_Reading text_
┌──

Issa called a May 3 letter from Deputy Attorney General James Cole claiming that Holder has complied with the subpoenas “regurgitated misleading numbers and irrelevant internal memoranda disguised as legal opinions to make the case that the department has cooperated with the committee’s investigation.”

Issa served Holder a subpoena on Oct. 12, 2011. Holder has thus far failed to comply fully with all 22 categories of the subpoena that requires him to provide Congress with documents relating to Fast and Furious. With 13 of the categories, Holder has provided no documents. When it comes to the other nine subpoena categories, Holder is still far from compliant, as TheDC reported late last week.

In that May 3 letter, Cole said that the DOJ has provided Issa with “more than 7,600 pages of material as part of 46 separate productions of documents.”

While that may be the case, the Department of Justice has said that Holder gave up tens of thousands more pages to his own internal inspector general. Issa said those “7,600 pages shared with the committee are a small fraction” of what Holder has given to Congress.

Issa added that “other sources,” like whistle-blowers, have given his committee much more than the 7,600 pages of documents Holder has submitted.

Issa said that documents Holder has provided were “heavily redacted, to the point that the redactions were laughable. Literally.” (RELATED: House Democrats join Fast and Furious accountability efforts)

Issa then cited a segment comedian Jon Stewart did on “The Daily Show” in which Stewart described mostly-redacted documents as “prized Mondrians from his famed black period.” Mondrian was an artist who was famous for cubist paintings.

Issa compared the DOJ’s assertions of cooperation to “Waiting for Godot,” a British play in which two main characters, Vladimir and Estragon, wait endlessly for the arrival of someone named Godot.

“For those of us on the committee, waiting for the department to move off its misguided position and produce the documents we seek has been like waiting for Godot,” Issa wrote to Holder. “Like Vladimir and Estragon, we held out hope despite mounting evidence that nothing is going to show up. We cannot wait any longer.”

The top oversight Republican also attacked the Department of Justice’s reasoning for withholding documents.

“For over a year, the department has failed to cite a single piece of legal authority or case law that supports its refusal to produce documents to Congress,” Issa wrote. “Instead, the department has the audacity to cite internal memoranda — drafted by the department’s own lawyers — to support the position that DOJ does not have to produce documents to a co-equal branch of government when they are related to ongoing criminal investigations.”

The DOJ has not cited executive privilege in any of its failures to provide documents. Issa wrote in his Thursday letter to Holder that there was at least the appearance that President Barack Obama may “assert the executive privilege” to withhold documents related to Fast and Furious in Cole’s letter to him on May 3, but it wasn’t exactly clear. Issa asked Holder to clarify whether Obama is citing executive privilege.

└──

Items listed in a dataset
┌──

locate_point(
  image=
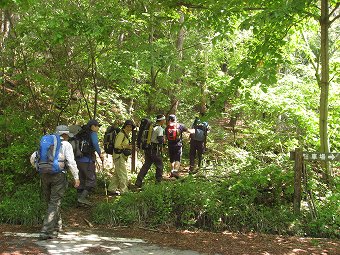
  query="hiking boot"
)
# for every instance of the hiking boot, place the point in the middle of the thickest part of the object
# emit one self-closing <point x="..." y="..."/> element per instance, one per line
<point x="135" y="188"/>
<point x="45" y="236"/>
<point x="113" y="193"/>
<point x="83" y="198"/>
<point x="174" y="174"/>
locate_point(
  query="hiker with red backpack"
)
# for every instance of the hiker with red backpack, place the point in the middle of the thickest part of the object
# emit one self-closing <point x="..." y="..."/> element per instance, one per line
<point x="174" y="132"/>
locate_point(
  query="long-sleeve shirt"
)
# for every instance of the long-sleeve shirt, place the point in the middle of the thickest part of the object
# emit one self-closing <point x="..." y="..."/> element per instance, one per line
<point x="95" y="144"/>
<point x="65" y="155"/>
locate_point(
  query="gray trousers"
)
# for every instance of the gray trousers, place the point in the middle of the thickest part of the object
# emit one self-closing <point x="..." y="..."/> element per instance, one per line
<point x="54" y="187"/>
<point x="87" y="176"/>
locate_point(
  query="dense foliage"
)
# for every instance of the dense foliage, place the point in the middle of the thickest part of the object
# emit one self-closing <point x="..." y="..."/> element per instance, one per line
<point x="250" y="68"/>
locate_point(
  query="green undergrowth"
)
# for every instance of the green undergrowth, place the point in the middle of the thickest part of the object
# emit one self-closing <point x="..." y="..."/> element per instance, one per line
<point x="259" y="200"/>
<point x="27" y="205"/>
<point x="246" y="202"/>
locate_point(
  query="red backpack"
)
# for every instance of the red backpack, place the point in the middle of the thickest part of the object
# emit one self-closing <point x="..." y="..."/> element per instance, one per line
<point x="172" y="133"/>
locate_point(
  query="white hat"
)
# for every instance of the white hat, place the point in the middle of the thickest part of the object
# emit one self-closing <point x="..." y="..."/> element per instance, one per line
<point x="63" y="129"/>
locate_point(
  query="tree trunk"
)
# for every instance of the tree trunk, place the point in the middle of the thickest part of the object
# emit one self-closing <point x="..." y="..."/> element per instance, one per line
<point x="179" y="47"/>
<point x="324" y="83"/>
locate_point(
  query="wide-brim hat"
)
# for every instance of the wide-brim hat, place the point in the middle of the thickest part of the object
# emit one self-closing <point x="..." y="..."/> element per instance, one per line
<point x="63" y="129"/>
<point x="93" y="122"/>
<point x="129" y="122"/>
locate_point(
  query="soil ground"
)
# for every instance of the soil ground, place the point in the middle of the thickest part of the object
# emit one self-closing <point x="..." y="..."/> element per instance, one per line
<point x="200" y="241"/>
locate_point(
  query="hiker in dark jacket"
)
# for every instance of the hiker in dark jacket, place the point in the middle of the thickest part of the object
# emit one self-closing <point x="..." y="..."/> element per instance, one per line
<point x="87" y="165"/>
<point x="153" y="154"/>
<point x="122" y="150"/>
<point x="198" y="139"/>
<point x="175" y="144"/>
<point x="54" y="185"/>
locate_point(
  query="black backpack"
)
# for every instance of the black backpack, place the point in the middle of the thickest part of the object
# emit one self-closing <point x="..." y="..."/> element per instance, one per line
<point x="201" y="130"/>
<point x="109" y="139"/>
<point x="81" y="143"/>
<point x="144" y="134"/>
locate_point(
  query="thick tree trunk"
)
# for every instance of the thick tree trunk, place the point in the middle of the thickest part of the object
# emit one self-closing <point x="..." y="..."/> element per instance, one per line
<point x="324" y="83"/>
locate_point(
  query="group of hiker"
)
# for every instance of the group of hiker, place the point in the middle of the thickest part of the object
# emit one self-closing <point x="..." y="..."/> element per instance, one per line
<point x="64" y="150"/>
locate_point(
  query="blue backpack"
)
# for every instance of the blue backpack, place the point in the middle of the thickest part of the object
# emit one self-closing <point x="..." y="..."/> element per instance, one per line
<point x="47" y="157"/>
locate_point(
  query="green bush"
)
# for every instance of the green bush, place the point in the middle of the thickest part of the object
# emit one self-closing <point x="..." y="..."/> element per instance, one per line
<point x="27" y="205"/>
<point x="246" y="202"/>
<point x="24" y="207"/>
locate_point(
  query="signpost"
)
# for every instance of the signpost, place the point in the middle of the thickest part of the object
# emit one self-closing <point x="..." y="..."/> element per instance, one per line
<point x="299" y="157"/>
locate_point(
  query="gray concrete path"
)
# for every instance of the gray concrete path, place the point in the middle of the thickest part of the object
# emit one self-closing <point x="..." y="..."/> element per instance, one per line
<point x="98" y="242"/>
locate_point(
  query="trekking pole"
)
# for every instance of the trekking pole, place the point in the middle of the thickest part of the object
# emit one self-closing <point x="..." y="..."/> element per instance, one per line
<point x="103" y="176"/>
<point x="104" y="179"/>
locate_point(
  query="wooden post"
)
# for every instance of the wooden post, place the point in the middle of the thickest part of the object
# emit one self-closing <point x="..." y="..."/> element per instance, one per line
<point x="297" y="180"/>
<point x="133" y="156"/>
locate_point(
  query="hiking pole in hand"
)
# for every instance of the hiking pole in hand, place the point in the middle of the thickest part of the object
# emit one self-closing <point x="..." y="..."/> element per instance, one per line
<point x="104" y="179"/>
<point x="103" y="176"/>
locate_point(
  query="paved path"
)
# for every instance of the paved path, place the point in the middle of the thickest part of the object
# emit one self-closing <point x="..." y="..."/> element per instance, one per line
<point x="97" y="242"/>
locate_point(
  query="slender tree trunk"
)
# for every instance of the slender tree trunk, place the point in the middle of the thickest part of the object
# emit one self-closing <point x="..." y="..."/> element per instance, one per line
<point x="324" y="83"/>
<point x="179" y="47"/>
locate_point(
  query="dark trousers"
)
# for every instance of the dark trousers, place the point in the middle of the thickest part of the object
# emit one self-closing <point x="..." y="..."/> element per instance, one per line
<point x="54" y="187"/>
<point x="152" y="156"/>
<point x="87" y="175"/>
<point x="196" y="148"/>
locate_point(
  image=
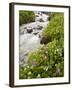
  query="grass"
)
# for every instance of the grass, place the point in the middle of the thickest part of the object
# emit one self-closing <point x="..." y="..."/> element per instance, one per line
<point x="48" y="60"/>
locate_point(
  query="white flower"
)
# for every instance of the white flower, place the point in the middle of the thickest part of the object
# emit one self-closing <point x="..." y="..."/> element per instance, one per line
<point x="38" y="75"/>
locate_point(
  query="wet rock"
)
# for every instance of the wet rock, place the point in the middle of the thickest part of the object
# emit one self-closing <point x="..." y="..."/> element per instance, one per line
<point x="39" y="27"/>
<point x="29" y="29"/>
<point x="35" y="33"/>
<point x="41" y="20"/>
<point x="44" y="40"/>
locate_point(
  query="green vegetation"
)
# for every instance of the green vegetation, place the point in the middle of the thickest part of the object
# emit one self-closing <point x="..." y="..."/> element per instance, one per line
<point x="26" y="17"/>
<point x="55" y="29"/>
<point x="48" y="59"/>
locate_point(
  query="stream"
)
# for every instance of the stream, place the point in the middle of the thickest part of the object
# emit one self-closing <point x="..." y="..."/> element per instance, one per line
<point x="30" y="36"/>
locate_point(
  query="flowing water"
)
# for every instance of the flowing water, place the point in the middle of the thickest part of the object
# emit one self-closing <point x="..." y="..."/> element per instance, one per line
<point x="29" y="36"/>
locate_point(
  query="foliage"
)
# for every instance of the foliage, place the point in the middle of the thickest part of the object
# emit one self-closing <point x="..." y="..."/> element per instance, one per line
<point x="55" y="28"/>
<point x="47" y="60"/>
<point x="26" y="17"/>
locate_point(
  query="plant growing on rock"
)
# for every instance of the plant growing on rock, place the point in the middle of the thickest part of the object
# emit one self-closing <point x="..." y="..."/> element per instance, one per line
<point x="26" y="17"/>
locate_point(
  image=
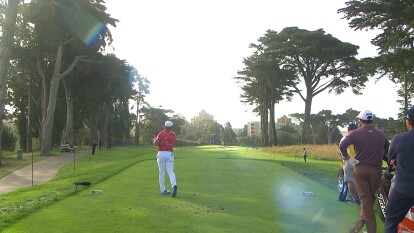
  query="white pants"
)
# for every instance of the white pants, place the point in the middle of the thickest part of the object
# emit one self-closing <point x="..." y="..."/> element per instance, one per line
<point x="165" y="160"/>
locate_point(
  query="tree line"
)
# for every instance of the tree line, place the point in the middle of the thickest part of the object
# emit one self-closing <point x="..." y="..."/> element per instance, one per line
<point x="300" y="62"/>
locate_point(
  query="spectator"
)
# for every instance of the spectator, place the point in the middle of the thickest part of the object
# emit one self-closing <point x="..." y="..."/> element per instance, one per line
<point x="94" y="144"/>
<point x="370" y="145"/>
<point x="401" y="196"/>
<point x="305" y="154"/>
<point x="349" y="167"/>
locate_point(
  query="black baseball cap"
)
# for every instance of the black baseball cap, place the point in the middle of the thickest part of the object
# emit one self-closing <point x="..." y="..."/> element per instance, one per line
<point x="410" y="114"/>
<point x="352" y="126"/>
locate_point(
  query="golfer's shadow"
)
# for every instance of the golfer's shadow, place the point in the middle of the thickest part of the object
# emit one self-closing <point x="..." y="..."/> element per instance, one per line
<point x="83" y="183"/>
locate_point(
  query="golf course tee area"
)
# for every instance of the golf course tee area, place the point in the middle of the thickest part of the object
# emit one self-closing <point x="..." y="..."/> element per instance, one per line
<point x="220" y="189"/>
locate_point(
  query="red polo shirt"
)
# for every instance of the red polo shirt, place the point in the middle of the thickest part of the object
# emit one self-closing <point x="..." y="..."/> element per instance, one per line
<point x="166" y="140"/>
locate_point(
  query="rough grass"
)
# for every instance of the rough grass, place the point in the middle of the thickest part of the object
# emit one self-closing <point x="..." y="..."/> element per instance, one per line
<point x="327" y="152"/>
<point x="238" y="210"/>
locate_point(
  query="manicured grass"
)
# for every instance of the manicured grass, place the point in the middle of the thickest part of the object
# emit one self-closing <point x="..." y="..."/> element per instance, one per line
<point x="220" y="190"/>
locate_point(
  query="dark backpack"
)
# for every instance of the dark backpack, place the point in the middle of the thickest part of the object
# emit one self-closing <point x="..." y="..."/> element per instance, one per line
<point x="343" y="193"/>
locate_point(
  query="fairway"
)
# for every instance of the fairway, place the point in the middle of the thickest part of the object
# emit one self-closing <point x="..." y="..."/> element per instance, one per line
<point x="220" y="190"/>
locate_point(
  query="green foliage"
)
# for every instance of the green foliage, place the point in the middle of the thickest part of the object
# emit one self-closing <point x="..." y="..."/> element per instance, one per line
<point x="287" y="135"/>
<point x="8" y="139"/>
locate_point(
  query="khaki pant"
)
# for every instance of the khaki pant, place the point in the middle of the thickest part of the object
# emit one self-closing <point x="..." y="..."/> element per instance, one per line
<point x="367" y="181"/>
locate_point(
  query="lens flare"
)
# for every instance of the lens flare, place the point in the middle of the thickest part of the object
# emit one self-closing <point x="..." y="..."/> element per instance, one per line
<point x="82" y="24"/>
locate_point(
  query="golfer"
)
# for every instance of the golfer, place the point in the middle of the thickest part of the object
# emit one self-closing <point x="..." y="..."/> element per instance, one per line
<point x="370" y="146"/>
<point x="349" y="167"/>
<point x="165" y="157"/>
<point x="401" y="197"/>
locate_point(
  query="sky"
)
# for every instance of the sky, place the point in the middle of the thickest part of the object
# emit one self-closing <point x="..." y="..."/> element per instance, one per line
<point x="191" y="50"/>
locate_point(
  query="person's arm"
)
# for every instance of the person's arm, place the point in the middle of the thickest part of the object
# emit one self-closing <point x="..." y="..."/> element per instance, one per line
<point x="156" y="141"/>
<point x="392" y="152"/>
<point x="343" y="146"/>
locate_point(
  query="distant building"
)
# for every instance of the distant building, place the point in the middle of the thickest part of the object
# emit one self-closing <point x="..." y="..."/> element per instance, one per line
<point x="254" y="128"/>
<point x="202" y="116"/>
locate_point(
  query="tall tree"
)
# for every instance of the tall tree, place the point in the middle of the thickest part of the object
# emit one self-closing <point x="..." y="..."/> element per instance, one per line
<point x="142" y="90"/>
<point x="395" y="38"/>
<point x="8" y="25"/>
<point x="321" y="63"/>
<point x="265" y="84"/>
<point x="56" y="25"/>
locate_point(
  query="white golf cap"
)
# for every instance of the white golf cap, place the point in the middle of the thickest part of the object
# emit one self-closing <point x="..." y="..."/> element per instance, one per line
<point x="366" y="115"/>
<point x="168" y="124"/>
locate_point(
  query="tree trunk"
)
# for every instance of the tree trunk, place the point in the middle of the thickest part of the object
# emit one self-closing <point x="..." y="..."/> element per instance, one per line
<point x="273" y="123"/>
<point x="54" y="87"/>
<point x="44" y="98"/>
<point x="137" y="124"/>
<point x="68" y="133"/>
<point x="6" y="46"/>
<point x="29" y="119"/>
<point x="306" y="117"/>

└──

_Written instruction 1_
Pull out every line of the records that contains the string "spectator", matching case exactly.
_Written instruction 2_
Resume the article about Issa's Fast and Furious subpoena fight with Holder, continuing after its final sentence.
The article and the records are unrelated material.

_Written reply 1_
  query="spectator"
# for every instance of the spectator, place the point in the middle of the thickest part of the object

_Written reply 2_
DOJ spokeswoman Tracy Schmaler didn’t answer when asked if Holder and Obama are going to cite executive privilege when it comes to documents in the Fast and Furious subpoena DOJ has failed to comply with.

Issa debunked the DOJ narrative that it won’t give up documents related to ongoing or open law enforcement case, too. In Cole’s letter to Issa on May 3, he said that the DOJ only provides congressional committee with access to open law enforcement files “in extraordinary cases.”

“This is in fact an extraordinary case,” Issa wrote to Holder. “Congress is investigating the Justice Department for helping arm the Sinaloa Cartel — the most powerful and dangerous drug cartel in the world. The full extent of the casualties of Fast and Furious may never be known.”

“Had department leadership not authorized the sale of arms to people working for the Sinaloa Cartel, then Congress would not need the documents specified in the subpoena to understand what went wrong,” Issa added. “Had the department not lied to gun store owners about the scope of the firearms trafficking investigation, then Congress would not need the documents specified in the subpoena to understand what went wrong. The documents we seek correlate precisely with the enormity of the department’s failure with respect to all aspects of Fast and Furious.”

Issa had a personal message for Holder about his leadership failures, too. He pointed out how with the Secret Service prostitution scandal, the agency “readily acknowledged a problem, began a thorough and extensive internal investigation, and immediately placed a dozen employees on administrative leave,” adding that “all this occurred within four days, and with Congress being briefed constantly.”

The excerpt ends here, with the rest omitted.